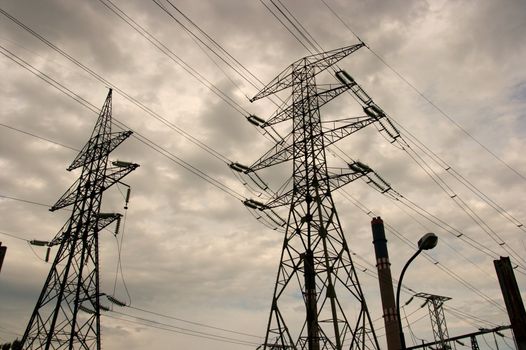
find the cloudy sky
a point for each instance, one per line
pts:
(198, 269)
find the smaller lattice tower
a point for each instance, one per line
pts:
(67, 313)
(438, 320)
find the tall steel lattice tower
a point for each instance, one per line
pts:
(435, 305)
(67, 313)
(315, 256)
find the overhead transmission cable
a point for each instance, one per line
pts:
(174, 329)
(120, 91)
(423, 96)
(440, 182)
(445, 269)
(141, 138)
(193, 72)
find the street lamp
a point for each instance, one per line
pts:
(428, 241)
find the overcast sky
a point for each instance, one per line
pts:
(192, 251)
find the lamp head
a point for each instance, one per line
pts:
(428, 241)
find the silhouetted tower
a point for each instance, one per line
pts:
(315, 261)
(435, 305)
(474, 343)
(67, 313)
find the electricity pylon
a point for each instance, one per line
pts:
(315, 256)
(435, 305)
(67, 313)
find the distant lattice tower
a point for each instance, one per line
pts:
(67, 313)
(316, 269)
(474, 343)
(438, 320)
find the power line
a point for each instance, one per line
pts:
(98, 77)
(180, 330)
(425, 98)
(141, 138)
(39, 137)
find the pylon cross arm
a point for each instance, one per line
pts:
(92, 150)
(286, 112)
(320, 61)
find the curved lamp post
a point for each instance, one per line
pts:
(428, 241)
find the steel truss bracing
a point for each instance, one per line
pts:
(67, 313)
(435, 305)
(316, 264)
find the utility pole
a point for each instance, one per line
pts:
(67, 313)
(513, 300)
(392, 330)
(3, 250)
(315, 258)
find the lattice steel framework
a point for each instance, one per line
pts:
(435, 305)
(67, 313)
(315, 258)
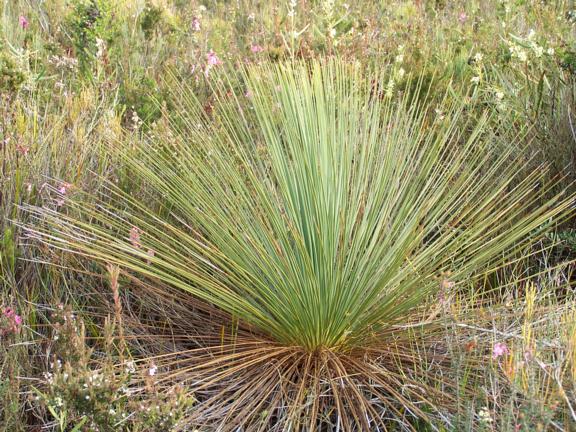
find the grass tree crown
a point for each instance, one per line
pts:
(310, 205)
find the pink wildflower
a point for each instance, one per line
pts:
(23, 150)
(23, 22)
(256, 49)
(500, 349)
(213, 59)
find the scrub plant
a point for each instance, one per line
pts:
(320, 218)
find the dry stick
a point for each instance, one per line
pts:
(114, 272)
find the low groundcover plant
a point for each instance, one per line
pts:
(322, 217)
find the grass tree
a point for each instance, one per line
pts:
(328, 221)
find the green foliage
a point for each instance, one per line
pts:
(344, 210)
(11, 77)
(89, 22)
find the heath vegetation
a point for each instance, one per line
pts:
(301, 215)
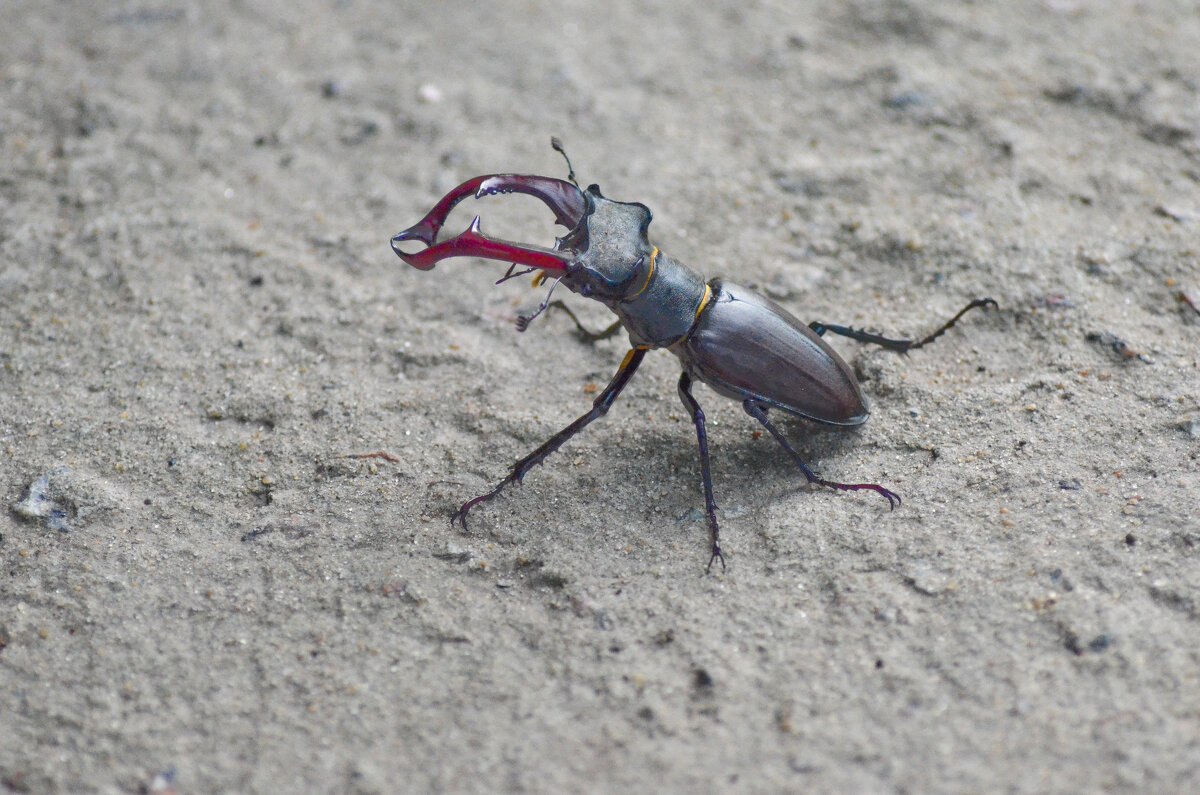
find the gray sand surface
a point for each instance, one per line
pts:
(202, 323)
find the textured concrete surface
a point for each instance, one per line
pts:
(201, 321)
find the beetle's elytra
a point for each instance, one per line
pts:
(738, 342)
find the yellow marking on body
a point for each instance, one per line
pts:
(648, 276)
(703, 303)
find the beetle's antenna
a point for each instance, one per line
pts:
(558, 147)
(523, 321)
(511, 273)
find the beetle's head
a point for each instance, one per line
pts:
(604, 255)
(611, 255)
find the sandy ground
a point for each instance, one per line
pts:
(201, 320)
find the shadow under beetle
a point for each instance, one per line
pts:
(738, 342)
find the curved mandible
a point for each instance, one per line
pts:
(567, 202)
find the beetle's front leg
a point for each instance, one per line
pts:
(599, 408)
(706, 473)
(900, 346)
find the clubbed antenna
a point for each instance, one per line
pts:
(558, 147)
(523, 321)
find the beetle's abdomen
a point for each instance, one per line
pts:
(748, 346)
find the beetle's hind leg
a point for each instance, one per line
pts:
(759, 412)
(900, 346)
(599, 408)
(706, 473)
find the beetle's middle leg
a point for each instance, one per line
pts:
(706, 473)
(759, 412)
(900, 346)
(599, 408)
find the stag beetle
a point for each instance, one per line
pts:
(738, 342)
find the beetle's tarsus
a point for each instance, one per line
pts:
(717, 556)
(706, 472)
(759, 412)
(599, 408)
(899, 346)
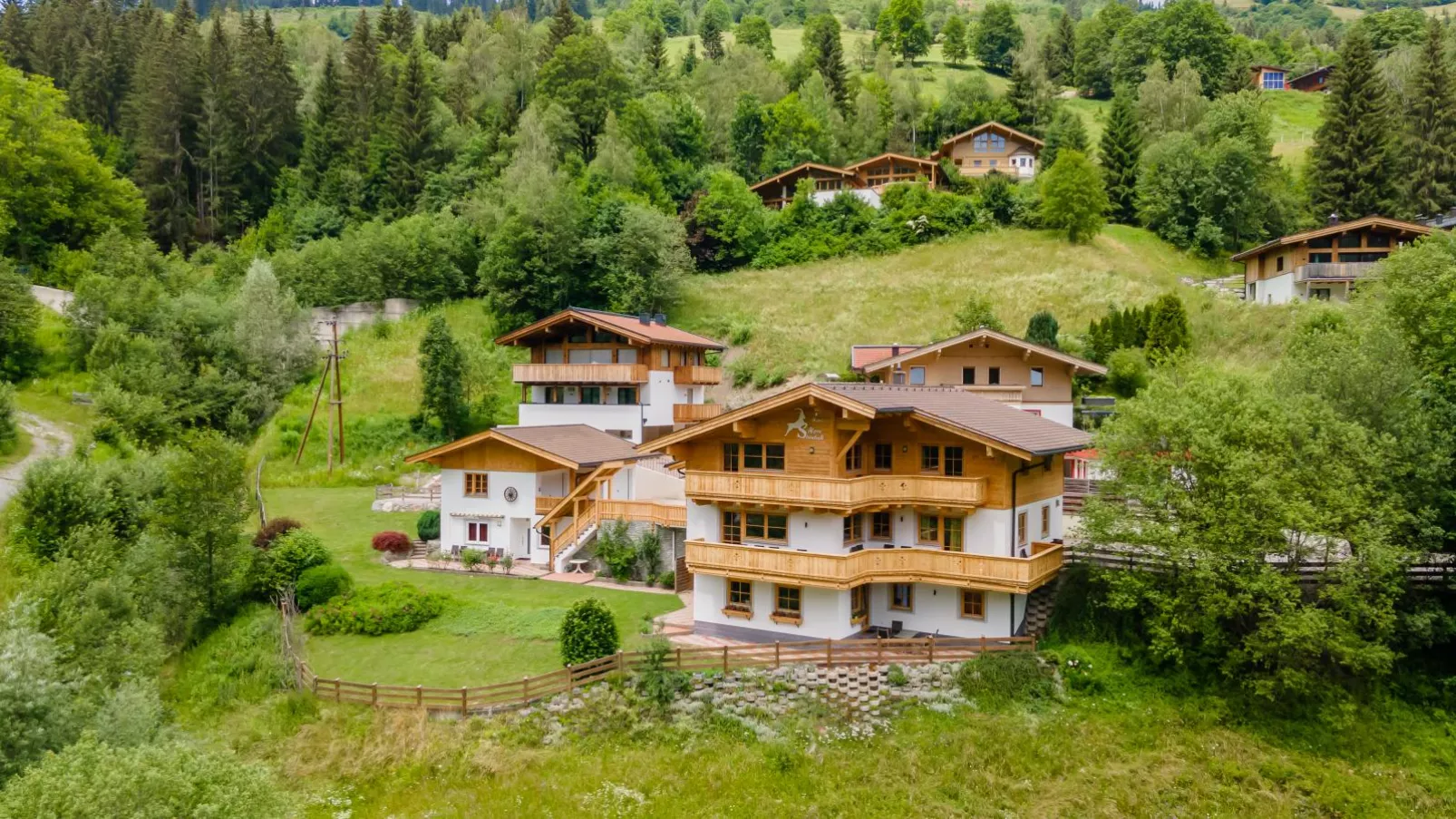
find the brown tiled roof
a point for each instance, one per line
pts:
(908, 353)
(577, 446)
(624, 324)
(1331, 229)
(972, 413)
(864, 355)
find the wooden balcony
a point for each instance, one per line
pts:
(1334, 271)
(878, 566)
(578, 374)
(1006, 394)
(839, 494)
(698, 375)
(694, 413)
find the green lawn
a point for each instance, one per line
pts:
(1133, 749)
(805, 318)
(495, 629)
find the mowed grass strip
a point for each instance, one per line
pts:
(495, 629)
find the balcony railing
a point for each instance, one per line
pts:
(835, 492)
(878, 566)
(694, 413)
(1006, 394)
(578, 374)
(1334, 271)
(698, 375)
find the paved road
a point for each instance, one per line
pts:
(45, 439)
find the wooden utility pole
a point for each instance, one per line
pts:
(331, 381)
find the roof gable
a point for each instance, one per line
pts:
(620, 324)
(986, 334)
(1005, 130)
(1334, 229)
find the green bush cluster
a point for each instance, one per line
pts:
(1006, 677)
(391, 608)
(588, 631)
(321, 585)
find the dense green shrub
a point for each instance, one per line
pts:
(1006, 677)
(587, 631)
(273, 531)
(276, 569)
(428, 525)
(321, 583)
(391, 542)
(91, 780)
(391, 608)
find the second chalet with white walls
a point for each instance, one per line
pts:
(631, 376)
(983, 362)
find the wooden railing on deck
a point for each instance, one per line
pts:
(835, 492)
(878, 566)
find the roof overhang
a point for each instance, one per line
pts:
(986, 333)
(1331, 230)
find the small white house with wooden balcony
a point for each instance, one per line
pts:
(1323, 264)
(631, 376)
(985, 362)
(838, 509)
(539, 492)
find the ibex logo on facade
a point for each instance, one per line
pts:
(804, 429)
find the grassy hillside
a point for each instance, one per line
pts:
(805, 318)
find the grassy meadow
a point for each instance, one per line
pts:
(495, 629)
(807, 317)
(1134, 748)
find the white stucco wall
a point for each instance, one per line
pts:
(937, 609)
(826, 611)
(607, 417)
(456, 511)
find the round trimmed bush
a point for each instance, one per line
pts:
(428, 525)
(588, 631)
(392, 542)
(274, 530)
(321, 585)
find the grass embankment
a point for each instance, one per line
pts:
(1134, 749)
(807, 317)
(380, 379)
(495, 629)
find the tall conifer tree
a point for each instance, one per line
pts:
(1120, 151)
(1432, 129)
(1352, 163)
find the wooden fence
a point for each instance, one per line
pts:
(687, 659)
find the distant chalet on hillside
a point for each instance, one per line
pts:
(1326, 263)
(985, 149)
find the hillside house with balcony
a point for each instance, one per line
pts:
(836, 509)
(632, 376)
(985, 362)
(1326, 263)
(992, 149)
(540, 492)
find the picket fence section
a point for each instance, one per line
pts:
(910, 650)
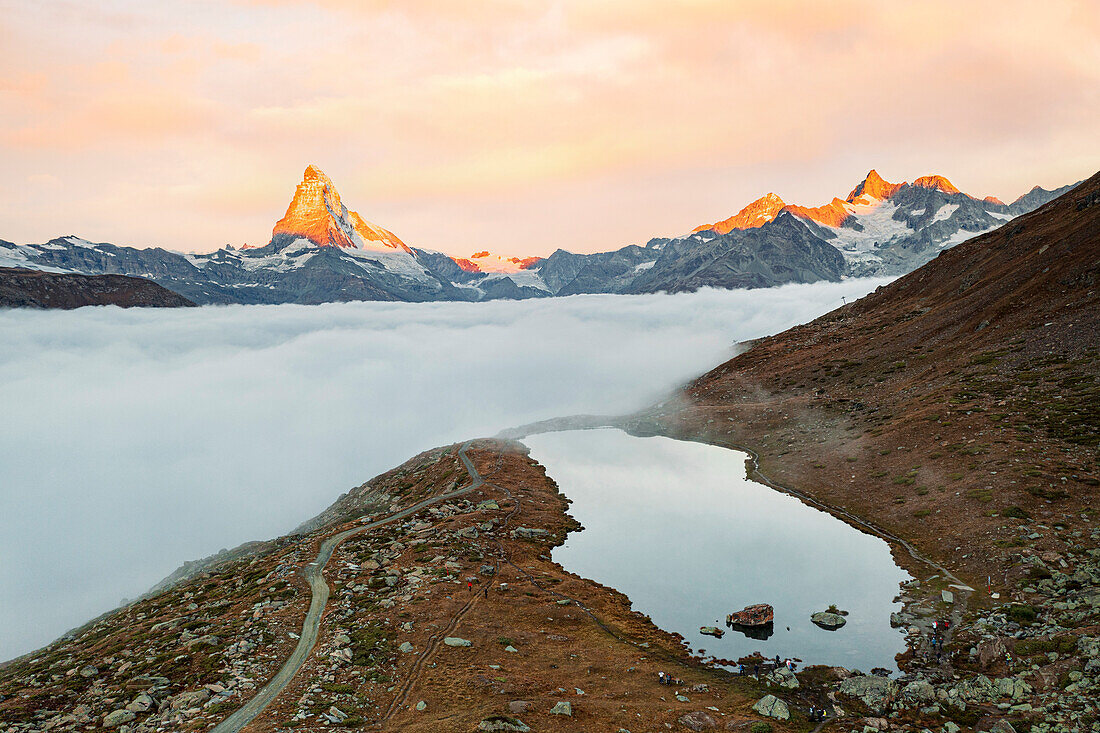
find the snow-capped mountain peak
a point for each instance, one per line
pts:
(317, 214)
(937, 183)
(872, 186)
(755, 215)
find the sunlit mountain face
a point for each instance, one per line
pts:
(317, 214)
(321, 251)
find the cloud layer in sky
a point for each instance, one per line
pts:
(519, 126)
(133, 440)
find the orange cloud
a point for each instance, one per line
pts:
(519, 113)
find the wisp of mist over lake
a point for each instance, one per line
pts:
(133, 440)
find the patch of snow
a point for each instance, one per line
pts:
(945, 212)
(76, 241)
(17, 256)
(960, 237)
(879, 228)
(523, 279)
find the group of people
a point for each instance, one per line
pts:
(936, 642)
(770, 664)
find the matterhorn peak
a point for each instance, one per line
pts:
(756, 214)
(317, 214)
(872, 186)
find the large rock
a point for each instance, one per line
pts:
(920, 690)
(784, 678)
(697, 721)
(454, 641)
(827, 620)
(1013, 687)
(977, 689)
(769, 706)
(758, 614)
(142, 703)
(876, 692)
(503, 723)
(991, 652)
(118, 718)
(562, 708)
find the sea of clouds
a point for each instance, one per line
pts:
(132, 440)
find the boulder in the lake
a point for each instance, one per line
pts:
(828, 620)
(759, 614)
(769, 706)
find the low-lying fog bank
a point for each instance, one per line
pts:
(133, 440)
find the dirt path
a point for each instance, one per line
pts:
(315, 573)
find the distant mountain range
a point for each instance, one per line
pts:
(320, 251)
(33, 288)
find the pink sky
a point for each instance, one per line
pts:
(523, 127)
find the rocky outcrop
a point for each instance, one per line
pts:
(873, 691)
(772, 707)
(32, 288)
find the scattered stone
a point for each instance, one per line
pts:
(769, 706)
(529, 533)
(562, 708)
(118, 718)
(697, 721)
(784, 678)
(503, 723)
(142, 703)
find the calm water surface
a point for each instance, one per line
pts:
(680, 529)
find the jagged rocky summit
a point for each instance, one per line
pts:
(321, 251)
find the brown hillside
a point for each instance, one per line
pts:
(31, 288)
(946, 407)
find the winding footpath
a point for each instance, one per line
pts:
(315, 573)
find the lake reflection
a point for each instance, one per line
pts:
(680, 529)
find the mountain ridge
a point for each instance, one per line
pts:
(321, 251)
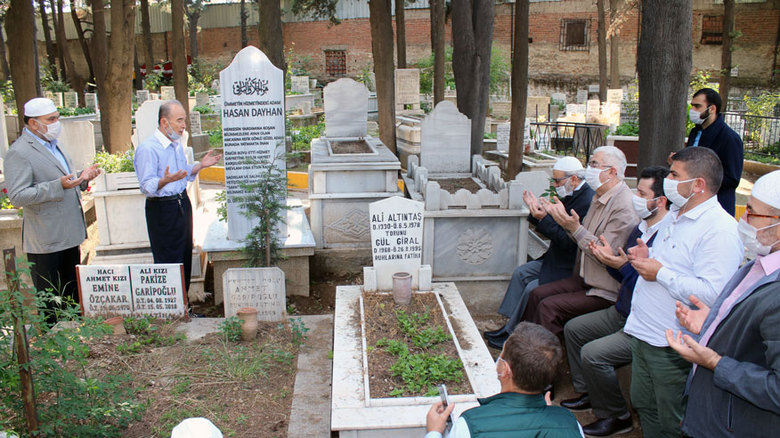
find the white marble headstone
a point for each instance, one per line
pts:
(71, 99)
(396, 238)
(407, 86)
(502, 137)
(445, 140)
(252, 91)
(167, 92)
(78, 140)
(260, 288)
(346, 108)
(90, 101)
(299, 84)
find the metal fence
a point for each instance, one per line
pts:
(569, 137)
(760, 134)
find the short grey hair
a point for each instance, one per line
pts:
(614, 157)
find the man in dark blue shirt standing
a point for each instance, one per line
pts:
(711, 131)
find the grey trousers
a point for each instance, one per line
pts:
(524, 279)
(596, 346)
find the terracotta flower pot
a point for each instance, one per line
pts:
(248, 317)
(402, 288)
(117, 324)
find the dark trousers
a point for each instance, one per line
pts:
(169, 224)
(553, 304)
(56, 271)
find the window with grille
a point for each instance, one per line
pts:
(712, 29)
(574, 35)
(336, 62)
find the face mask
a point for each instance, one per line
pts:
(749, 236)
(697, 118)
(640, 207)
(173, 135)
(670, 190)
(592, 177)
(564, 190)
(52, 131)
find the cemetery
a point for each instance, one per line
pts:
(351, 243)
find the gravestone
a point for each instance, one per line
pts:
(260, 288)
(299, 84)
(156, 290)
(167, 93)
(71, 99)
(582, 96)
(407, 88)
(78, 140)
(502, 137)
(252, 91)
(445, 144)
(195, 127)
(346, 108)
(201, 98)
(90, 101)
(396, 238)
(142, 96)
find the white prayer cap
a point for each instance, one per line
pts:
(196, 428)
(39, 106)
(568, 164)
(767, 189)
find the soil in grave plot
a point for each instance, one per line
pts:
(244, 388)
(385, 334)
(350, 147)
(452, 185)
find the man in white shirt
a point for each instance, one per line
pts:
(697, 253)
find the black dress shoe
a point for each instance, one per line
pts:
(497, 343)
(581, 403)
(608, 426)
(495, 334)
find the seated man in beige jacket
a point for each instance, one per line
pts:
(611, 215)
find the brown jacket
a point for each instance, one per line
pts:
(611, 215)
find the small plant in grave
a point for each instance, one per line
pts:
(230, 328)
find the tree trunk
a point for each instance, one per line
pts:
(270, 32)
(381, 21)
(472, 37)
(55, 22)
(6, 70)
(193, 19)
(244, 15)
(400, 33)
(146, 30)
(664, 68)
(116, 67)
(438, 49)
(179, 49)
(20, 28)
(82, 40)
(50, 53)
(519, 88)
(614, 47)
(602, 43)
(725, 55)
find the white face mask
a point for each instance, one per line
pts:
(592, 177)
(640, 207)
(564, 190)
(696, 117)
(749, 236)
(670, 190)
(52, 131)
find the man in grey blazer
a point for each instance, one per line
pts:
(39, 176)
(734, 388)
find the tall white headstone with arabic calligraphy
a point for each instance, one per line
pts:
(252, 91)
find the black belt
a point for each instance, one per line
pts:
(181, 195)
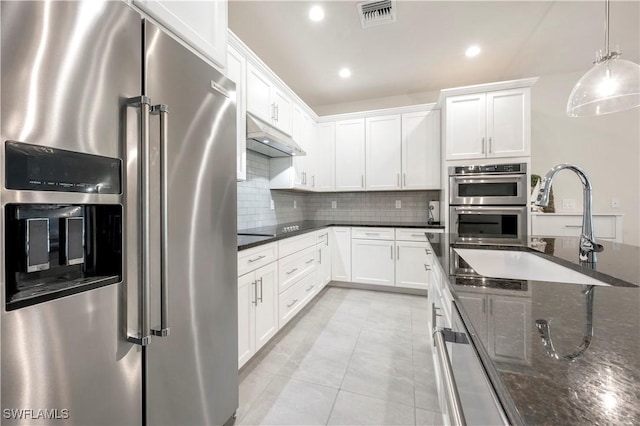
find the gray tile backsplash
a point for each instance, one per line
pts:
(254, 202)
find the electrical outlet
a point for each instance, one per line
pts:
(569, 203)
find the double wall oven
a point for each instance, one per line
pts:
(488, 203)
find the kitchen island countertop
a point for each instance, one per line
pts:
(600, 387)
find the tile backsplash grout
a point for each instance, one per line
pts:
(254, 202)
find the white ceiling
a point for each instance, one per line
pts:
(423, 50)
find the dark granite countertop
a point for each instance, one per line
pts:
(600, 387)
(268, 234)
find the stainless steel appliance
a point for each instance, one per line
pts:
(488, 203)
(119, 291)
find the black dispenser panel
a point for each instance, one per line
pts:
(56, 250)
(36, 248)
(39, 168)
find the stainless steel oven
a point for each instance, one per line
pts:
(488, 203)
(499, 184)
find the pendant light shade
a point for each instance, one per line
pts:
(612, 85)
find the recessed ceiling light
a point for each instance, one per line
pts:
(473, 51)
(316, 13)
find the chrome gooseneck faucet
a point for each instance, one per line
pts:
(588, 246)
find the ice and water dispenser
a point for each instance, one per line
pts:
(55, 248)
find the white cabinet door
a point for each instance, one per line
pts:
(201, 24)
(465, 126)
(283, 110)
(350, 155)
(372, 262)
(259, 94)
(508, 123)
(421, 150)
(383, 141)
(246, 318)
(411, 260)
(340, 241)
(237, 71)
(509, 333)
(325, 146)
(266, 316)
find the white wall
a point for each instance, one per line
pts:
(606, 147)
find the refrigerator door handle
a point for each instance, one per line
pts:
(163, 112)
(144, 259)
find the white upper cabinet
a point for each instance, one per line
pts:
(383, 162)
(325, 161)
(421, 150)
(265, 101)
(488, 125)
(350, 155)
(237, 71)
(201, 24)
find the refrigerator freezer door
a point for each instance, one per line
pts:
(192, 374)
(67, 69)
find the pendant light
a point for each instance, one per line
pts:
(612, 85)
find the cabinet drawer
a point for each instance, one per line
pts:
(570, 225)
(296, 297)
(253, 258)
(294, 244)
(291, 268)
(373, 233)
(322, 237)
(411, 234)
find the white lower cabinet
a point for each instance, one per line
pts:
(411, 264)
(340, 241)
(373, 262)
(257, 310)
(502, 323)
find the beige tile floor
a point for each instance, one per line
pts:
(351, 357)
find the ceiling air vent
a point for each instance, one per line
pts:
(377, 12)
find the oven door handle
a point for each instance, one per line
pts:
(488, 178)
(488, 209)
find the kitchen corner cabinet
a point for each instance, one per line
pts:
(340, 242)
(488, 125)
(502, 323)
(201, 24)
(383, 156)
(257, 310)
(266, 102)
(325, 151)
(350, 155)
(421, 150)
(237, 71)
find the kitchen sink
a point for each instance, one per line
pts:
(522, 265)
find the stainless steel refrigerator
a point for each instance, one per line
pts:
(117, 222)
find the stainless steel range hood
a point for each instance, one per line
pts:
(266, 139)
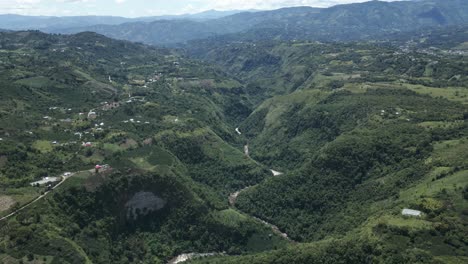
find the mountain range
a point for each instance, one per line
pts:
(49, 23)
(369, 20)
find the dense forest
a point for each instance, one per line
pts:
(233, 151)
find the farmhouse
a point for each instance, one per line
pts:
(411, 212)
(92, 115)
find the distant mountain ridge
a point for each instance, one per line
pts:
(359, 21)
(49, 23)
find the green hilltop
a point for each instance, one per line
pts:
(187, 139)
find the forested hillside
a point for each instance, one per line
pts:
(162, 124)
(360, 21)
(361, 131)
(233, 151)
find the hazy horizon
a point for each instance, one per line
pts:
(142, 8)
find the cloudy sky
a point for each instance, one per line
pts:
(133, 8)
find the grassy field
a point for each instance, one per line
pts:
(456, 94)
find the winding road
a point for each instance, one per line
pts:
(64, 178)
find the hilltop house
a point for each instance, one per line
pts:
(92, 115)
(411, 212)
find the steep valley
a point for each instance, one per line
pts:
(354, 134)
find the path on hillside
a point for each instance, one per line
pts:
(233, 198)
(40, 197)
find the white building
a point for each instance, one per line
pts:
(411, 212)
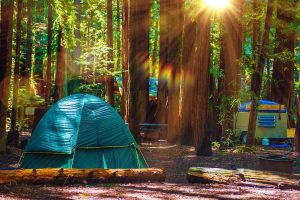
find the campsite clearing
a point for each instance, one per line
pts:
(175, 161)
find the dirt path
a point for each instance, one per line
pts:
(174, 160)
-------------------------
From the line that contains "find the kitchen sink" to the end of the material above, output every line exactly, both ends included, but leave out any pictures.

* Response below *
find the kitchen sink
a point for each instance, one per line
pts:
(522, 265)
find the stainless steel refrigerator
a point for each instance, one per line
pts:
(117, 222)
find the stainless steel range hood
a point for each instance, one per line
pts:
(266, 139)
find the mountain range
a point for each instance, one per line
pts:
(49, 23)
(369, 20)
find the dense forest
a point for each instance, one per line
pts:
(233, 151)
find the farmhouse
a point for each instance, one per line
pts:
(411, 212)
(92, 115)
find the distant mountain ridge
a point for each instance, one per line
pts:
(359, 21)
(49, 23)
find the green hilltop
a point for each instance, one per line
pts:
(187, 139)
find the forested hillside
a point for each instance, one per line
pts:
(162, 124)
(360, 21)
(361, 131)
(233, 151)
find the hazy horizon
a point for each instance, one per line
pts:
(142, 8)
find the cloudy sky
a point for each instance, one per line
pts:
(133, 8)
find the grassy field
a point for each instance, one per line
pts:
(456, 94)
find the winding road
a point for each instance, one per line
pts:
(64, 178)
find the hilltop house
a point for each instance, one per line
pts:
(92, 115)
(411, 212)
find the steep valley
a point for each instance, one per line
pts:
(354, 134)
find the path on hillside
a point for each instance, one per line
pts:
(233, 198)
(40, 197)
find the white building
a point for each instance, one per line
pts:
(411, 212)
find the campsite clearing
a point for each instance, one per line
pts:
(175, 161)
find the dirt path
a point for each instance, one per line
pts:
(174, 160)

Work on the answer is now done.